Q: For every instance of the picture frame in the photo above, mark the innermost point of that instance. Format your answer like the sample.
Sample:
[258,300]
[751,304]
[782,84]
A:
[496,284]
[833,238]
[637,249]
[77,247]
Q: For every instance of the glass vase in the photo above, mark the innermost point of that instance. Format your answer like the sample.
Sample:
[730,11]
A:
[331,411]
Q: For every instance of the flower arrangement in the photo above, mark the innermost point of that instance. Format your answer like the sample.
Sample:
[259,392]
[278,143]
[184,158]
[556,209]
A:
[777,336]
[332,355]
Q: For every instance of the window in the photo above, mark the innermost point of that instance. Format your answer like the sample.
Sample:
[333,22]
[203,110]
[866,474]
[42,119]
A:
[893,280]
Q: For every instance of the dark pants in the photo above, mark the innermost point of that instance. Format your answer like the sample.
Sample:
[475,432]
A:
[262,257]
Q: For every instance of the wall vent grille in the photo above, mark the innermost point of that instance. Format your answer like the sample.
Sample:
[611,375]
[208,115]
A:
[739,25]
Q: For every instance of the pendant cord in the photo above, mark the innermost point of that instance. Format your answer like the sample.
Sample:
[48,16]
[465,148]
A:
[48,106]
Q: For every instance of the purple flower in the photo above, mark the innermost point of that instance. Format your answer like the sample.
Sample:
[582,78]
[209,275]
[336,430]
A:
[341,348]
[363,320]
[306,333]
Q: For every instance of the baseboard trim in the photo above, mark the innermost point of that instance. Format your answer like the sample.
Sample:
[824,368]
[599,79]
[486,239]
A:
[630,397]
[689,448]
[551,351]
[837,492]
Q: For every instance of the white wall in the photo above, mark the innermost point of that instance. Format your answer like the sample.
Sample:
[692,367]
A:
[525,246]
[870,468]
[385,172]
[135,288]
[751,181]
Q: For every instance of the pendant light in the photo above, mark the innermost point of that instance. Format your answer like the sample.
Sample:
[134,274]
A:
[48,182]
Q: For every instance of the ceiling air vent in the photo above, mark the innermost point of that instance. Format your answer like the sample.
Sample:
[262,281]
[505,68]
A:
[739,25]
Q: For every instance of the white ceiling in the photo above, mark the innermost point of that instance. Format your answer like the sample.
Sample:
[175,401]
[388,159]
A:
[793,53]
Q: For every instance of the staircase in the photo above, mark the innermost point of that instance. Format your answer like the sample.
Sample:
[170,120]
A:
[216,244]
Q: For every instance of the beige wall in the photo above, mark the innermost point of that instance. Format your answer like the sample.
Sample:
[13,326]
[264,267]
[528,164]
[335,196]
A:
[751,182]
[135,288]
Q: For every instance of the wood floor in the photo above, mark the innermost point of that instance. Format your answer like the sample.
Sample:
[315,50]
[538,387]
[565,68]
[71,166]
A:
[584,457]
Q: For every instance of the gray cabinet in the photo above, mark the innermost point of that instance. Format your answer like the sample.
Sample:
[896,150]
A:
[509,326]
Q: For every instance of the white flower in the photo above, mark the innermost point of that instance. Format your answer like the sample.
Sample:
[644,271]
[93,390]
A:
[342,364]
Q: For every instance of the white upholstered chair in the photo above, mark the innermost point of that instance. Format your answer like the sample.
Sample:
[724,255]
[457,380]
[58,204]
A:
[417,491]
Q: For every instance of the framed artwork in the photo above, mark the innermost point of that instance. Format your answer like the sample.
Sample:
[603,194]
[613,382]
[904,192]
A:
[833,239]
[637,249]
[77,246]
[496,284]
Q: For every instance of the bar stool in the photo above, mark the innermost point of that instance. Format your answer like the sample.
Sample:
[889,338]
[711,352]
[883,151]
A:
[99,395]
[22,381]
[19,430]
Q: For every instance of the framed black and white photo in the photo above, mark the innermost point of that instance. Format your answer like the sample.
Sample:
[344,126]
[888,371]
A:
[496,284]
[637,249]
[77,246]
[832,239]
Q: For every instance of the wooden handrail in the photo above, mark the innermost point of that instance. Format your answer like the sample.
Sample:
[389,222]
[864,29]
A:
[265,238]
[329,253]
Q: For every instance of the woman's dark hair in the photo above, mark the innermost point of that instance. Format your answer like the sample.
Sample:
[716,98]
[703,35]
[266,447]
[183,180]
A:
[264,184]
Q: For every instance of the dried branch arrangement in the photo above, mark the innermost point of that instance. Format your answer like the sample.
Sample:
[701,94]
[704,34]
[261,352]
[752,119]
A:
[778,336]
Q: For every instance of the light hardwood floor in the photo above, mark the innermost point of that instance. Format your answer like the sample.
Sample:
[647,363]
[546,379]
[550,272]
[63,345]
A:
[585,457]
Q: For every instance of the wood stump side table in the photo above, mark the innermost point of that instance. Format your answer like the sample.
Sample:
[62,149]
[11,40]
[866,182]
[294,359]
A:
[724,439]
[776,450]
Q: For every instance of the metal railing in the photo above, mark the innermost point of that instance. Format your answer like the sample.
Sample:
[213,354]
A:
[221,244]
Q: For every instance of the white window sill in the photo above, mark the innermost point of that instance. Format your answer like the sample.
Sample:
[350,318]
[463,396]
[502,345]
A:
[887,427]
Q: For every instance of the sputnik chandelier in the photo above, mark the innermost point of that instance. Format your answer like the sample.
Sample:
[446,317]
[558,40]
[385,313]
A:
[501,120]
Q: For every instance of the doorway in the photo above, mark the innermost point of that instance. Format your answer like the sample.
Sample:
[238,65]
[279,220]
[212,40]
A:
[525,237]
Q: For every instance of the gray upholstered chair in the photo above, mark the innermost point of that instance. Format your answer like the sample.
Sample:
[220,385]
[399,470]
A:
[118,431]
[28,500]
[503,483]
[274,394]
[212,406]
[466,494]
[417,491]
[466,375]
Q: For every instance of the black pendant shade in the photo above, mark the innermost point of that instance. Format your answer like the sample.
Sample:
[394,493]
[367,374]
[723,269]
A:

§ **BRIEF**:
Reproduce all of the lines above exactly, without any changes.

§ **FULL ANSWER**:
Q: For every instance of the picture frame in the photo above, mark the innermost point of that instance. Format your answer like the sample.
Sample:
[258,300]
[751,304]
[782,84]
A:
[496,284]
[833,238]
[637,249]
[77,247]
Q: For every instance of the glass vase in the photo above, mark the innermost point of that instance. Format your answer like the sample.
Sample:
[730,11]
A:
[331,411]
Q: For every instance of the flower arrangement in the photo above, mark the innermost point of that instance. Format your answer like the sample.
Sample:
[259,392]
[278,143]
[184,158]
[556,209]
A:
[777,336]
[332,355]
Q: For every instance of the window in the photo above, mark the innermost point of that instance. Format your answer like the sample.
Sample:
[333,22]
[203,110]
[866,474]
[42,119]
A:
[893,280]
Q: For every instance of the dark pants in the photo above, mark the innermost point of that instance. Format your answer like the sample.
Sample:
[475,432]
A:
[262,257]
Q: For every instance of the wall vent grille in the photo above, mark the innermost point of that instance. Format your answer like the sample.
Sample:
[611,375]
[208,115]
A:
[739,25]
Q: For every instance of the pendant cord in the photo above, mark the innermost point of that instance. Format your answer like the sample.
Sample:
[48,16]
[465,148]
A:
[48,106]
Q: For every instance of the purple flower in the photo above, mark the innermost point of that instance. Format your answer like the sample.
Sample:
[582,78]
[209,275]
[336,430]
A:
[341,348]
[363,320]
[306,333]
Q: For every instance of the baseboard trim in the photo above, mark the innermost point of that instance. Format your answer like the sample.
Sample:
[824,368]
[599,79]
[486,239]
A:
[630,397]
[689,448]
[551,351]
[837,492]
Q: For every instance of the white wall in the photo above, mark the innermost point of that instance. Format your answer like the sample.
Sample:
[692,367]
A:
[525,246]
[870,468]
[385,172]
[135,288]
[751,181]
Q: For every instance of the pendant light in the photo above, mark the innermost point of that instance. Format your answer like the sample.
Sample:
[134,274]
A:
[48,182]
Q: For every instance of the ceiling air vent in the photo above, mark the innermost point of that instance. Format your answer like the sample.
Sample:
[262,281]
[505,68]
A:
[739,25]
Q: For every instance of the white ceiling in the photo above, mark the innermost point of that instance. Format your answer like the sample.
Sample:
[175,401]
[388,159]
A:
[793,53]
Q: For every instance of the staircase in the photo above, mark the innermost point of that instance. Format your answer like the sample.
Sample:
[170,120]
A:
[216,244]
Q: For every instance of the beige wall in the photo above, mark the innermost point of that instance. Format your answer like the sample.
Sample:
[13,326]
[264,267]
[528,164]
[335,196]
A:
[751,182]
[135,288]
Q: For every instance of the wood floor in the photo above, mark the innermost point of that instance. Format your answer like the sample.
Sample:
[315,50]
[538,387]
[565,68]
[71,166]
A:
[584,457]
Q: For every instance of the gray cabinet in the photo above, mark the innermost point of that instance. Format your answer like the sample.
Sample:
[896,150]
A:
[509,326]
Q: For every instance of the white flower in the photo above, mark the innermost point of that instance. Format your answer like the sample.
Sample:
[644,271]
[93,390]
A:
[342,364]
Q: For every instance of the white upholstered chair in the photo above, mark the innermost point of that instance. Format your answer like the sample.
Sample:
[724,255]
[457,380]
[58,204]
A:
[417,491]
Q: For every instance of the framed artwork in the photo above, mark the innermost point of that instance. Format your answer like the sample.
Sample:
[603,194]
[613,382]
[904,192]
A:
[833,239]
[637,249]
[77,246]
[496,284]
Q: For every instance of the bar stool in the photo above, mark the innermost point of that instance. Format your answer like the sample.
Sample:
[889,338]
[711,352]
[883,151]
A:
[99,395]
[22,381]
[19,430]
Q: For every instance of the framed black and white photo in the photo above, mark the innermost point of that instance. Format your answer like the sample.
Sample:
[344,126]
[888,371]
A:
[496,284]
[637,249]
[77,246]
[832,239]
Q: For every instance of the wooden handrail in the photo above, mark the innermost point of that instance. Format your answer like the sample.
Sample:
[389,222]
[864,29]
A:
[265,238]
[329,253]
Q: For every instance of the woman's dark hair in the photo above, mark the innermost point of that instance. Format your answer like the sample.
Sample:
[716,98]
[703,35]
[266,447]
[183,180]
A:
[264,184]
Q: For every instance of the dried branch arrangement in the photo above, mark the innermost point of that instance. Format your answer like the sample.
Sample:
[701,94]
[704,34]
[261,352]
[752,119]
A:
[778,336]
Q: For every instance of the light hardwood floor in the photo above, mark the innermost point of that instance. Format your answer like the sample.
Sample:
[647,363]
[546,379]
[550,272]
[63,345]
A:
[585,457]
Q: For every instance of the wood stump side table in the photo above, mark the innermost point of that instance. Format your answer like the sample.
Sample:
[62,149]
[11,40]
[866,182]
[294,359]
A:
[724,439]
[776,450]
Q: For every instance of the metal railing in the photo above, mark the innermost point of that instance. Format your answer like the sample.
Sample:
[213,354]
A:
[221,244]
Q: For every instance of the white window sill in the photo above, mark the innermost point of that instance. Format your answer like the sample.
Sample:
[350,318]
[463,396]
[502,345]
A:
[887,427]
Q: For every instance of the sputnik chandelier in the photo above, mark the innermost point of that instance. Format your answer like the sample.
Sample:
[446,317]
[558,40]
[385,313]
A:
[501,120]
Q: For every instance of the doorway in the photo above, mark the innermost point of that instance. Format your answer like the sample.
Sample:
[238,65]
[279,220]
[212,40]
A:
[525,237]
Q: For every instance of the gray upholstered chair in the photo above, mark the innermost point of that instance. Format your answer like the sample.
Sample:
[220,385]
[399,470]
A:
[118,431]
[28,500]
[503,483]
[274,394]
[212,406]
[466,494]
[417,491]
[466,375]
Q: For every instance of the black pendant shade in the photo above, mark the innermost point of that instance. Format your answer like the sample.
Sample:
[394,493]
[367,374]
[723,269]
A:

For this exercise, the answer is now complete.